_Exercise text:_
“The opinions that are held with passion are always those for which no good ground exists; indeed the passion is the measure of the holder’s lack of rational conviction.” ~ Bertrand Russell, from Sceptical Essays

 
Image result for quotes about how people will believe anything
(Thanks to View Pacific for reminding me of this one.)

“It’s hard to fathom the level of grubby exploitation you’ve reduced yourself to, to turn a buck off of people who are watching their loved ones die in slow-motion” ~ Daryl Khan, whose father hoped food-grade hydrogen peroxide would cure his wife Susan’s cancer

Thursday evening, cloudy again, 48 degrees.

Abraham Lincoln’s opinions on the internet notwithstanding, a little something different for today . . .

So you wouldn’t believe the number of websites, books, videos, and pamphlets that I found from supposed health gurus, truth tellers, and conspiracy theorists who want you to introduce food-grade hydrogen peroxide into your life, you know, for all of the health benefits, because it can cure gingivitis and cancer, simultaneously, and, well, just because.

Found on the Truth About Cancer website
PLEASE, PLEASE DON’T FALL FOR THIS! IT’S A BUNCH OF HOOEY THAT CAN DAMAGE YOUR INTERNAL ORGANS AND POSSIBLY KILL YOU!

According to a 2017 article in The Washington Post, “Hundreds of people have become severely ill and at least five have died after consuming high-concentration hydrogen peroxide that some people take as an additive to their diets, according to a new study.”

A ten-year study by the U.S. National Poison Data System and the American Association of Poison Control Centers (AAPCC) was published in Annals of Emergency Medicine; the study encompassed the years 2001-2011. During that time, “nearly 300 cases of high-concentration peroxide poisoning were identified.”

Dr. Benjamin Hatten, the lead study author, told CBS News that

The poisoning resulted in significant physical injuries, ranging from respiratory distress to seizures, strokes and heart attacks. About 14 percent of the patients experienced heart embolisms, while 7 percent died or had long-term disability after drinking hydrogen peroxide.

According to the NCBI of the NIH:

Hydrogen peroxide is relatively unstable and will rapidly decompose, through an exothermic reaction, into water and oxygen in the presence of alkali, metals and the enzyme catalase, which is found in mucous membranes, liver, kidney, red blood cells and bone marrow (). There are three main mechanisms of toxicity from hydrogen peroxide: caustic injury, oxygen gas formation and lipid peroxidation ().

_List of tasks:_
(1) Please answer these questions from the hydrogen peroxide post:
(a) How does the post describe Thursday evening's weather and temperature?
(b) Which years did the ten-year poison study cover?
(c) According to the NCBI of the NIH, what are the three main mechanisms of toxicity from hydrogen peroxide?
(2) Rewrite the part of the hydrogen peroxide post that opens with "So you wouldn’t" and closes with "well, just because.", swapping "conspiracy theorists" for "self-styled experts".
(3) Do these statements agree with the hydrogen peroxide post? Answer yes or no for each and quote the deciding words.
(a) The Washington Post article cited in the post appeared in 2017.
(b) The ten-year study was published in The New England Journal of Medicine.
(c) About 14 percent of the patients died or had long-term disability after drinking hydrogen peroxide.
The listing that comes next is separate material, unrelated to the hydrogen peroxide post.

_Exercise data:_
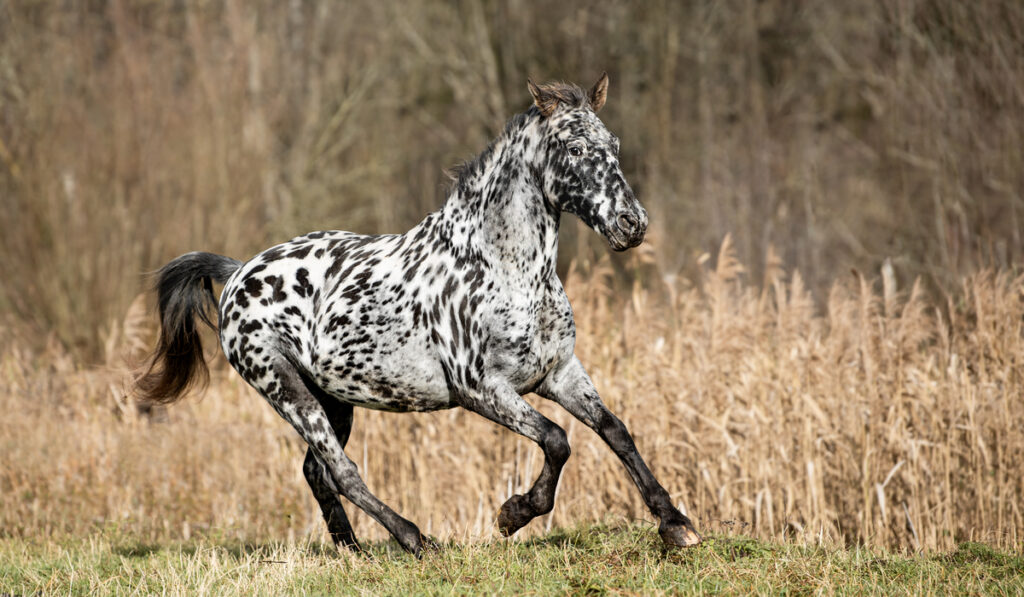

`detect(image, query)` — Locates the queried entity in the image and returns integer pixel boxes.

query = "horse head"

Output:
[527,74,647,251]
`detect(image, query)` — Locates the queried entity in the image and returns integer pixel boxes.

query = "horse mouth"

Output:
[604,228,645,253]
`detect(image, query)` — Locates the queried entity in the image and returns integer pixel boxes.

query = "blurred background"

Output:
[0,0,1024,359]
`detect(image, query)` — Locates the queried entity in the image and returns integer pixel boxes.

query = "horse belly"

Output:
[312,334,455,413]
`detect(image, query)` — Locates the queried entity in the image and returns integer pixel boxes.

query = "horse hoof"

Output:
[657,524,701,547]
[498,496,534,537]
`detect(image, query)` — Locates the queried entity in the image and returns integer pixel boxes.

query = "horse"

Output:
[135,73,701,557]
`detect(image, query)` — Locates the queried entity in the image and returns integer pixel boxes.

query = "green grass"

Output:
[0,525,1024,595]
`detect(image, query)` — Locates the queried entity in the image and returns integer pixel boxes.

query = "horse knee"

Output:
[543,425,572,469]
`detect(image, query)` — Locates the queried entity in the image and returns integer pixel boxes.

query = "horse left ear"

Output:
[590,73,608,112]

_Task solutions:_
(1)
(a) Cloudy again, 48 degrees.
(b) 2001-2011.
(c) Caustic injury, oxygen gas formation and lipid peroxidation.

(2)
So you wouldn’t believe the number of websites, books, videos, and pamphlets that I found from supposed health gurus, truth tellers, and self-styled experts who want you to introduce food-grade hydrogen peroxide into your life, you know, for all of the health benefits, because it can cure gingivitis and cancer, simultaneously, and, well, just because.

(3)
(a) Yes: "According to a 2017 article in The Washington Post"
(b) No: "was published in Annals of Emergency Medicine"
(c) No: "7 percent died or had long-term disability after drinking hydrogen peroxide"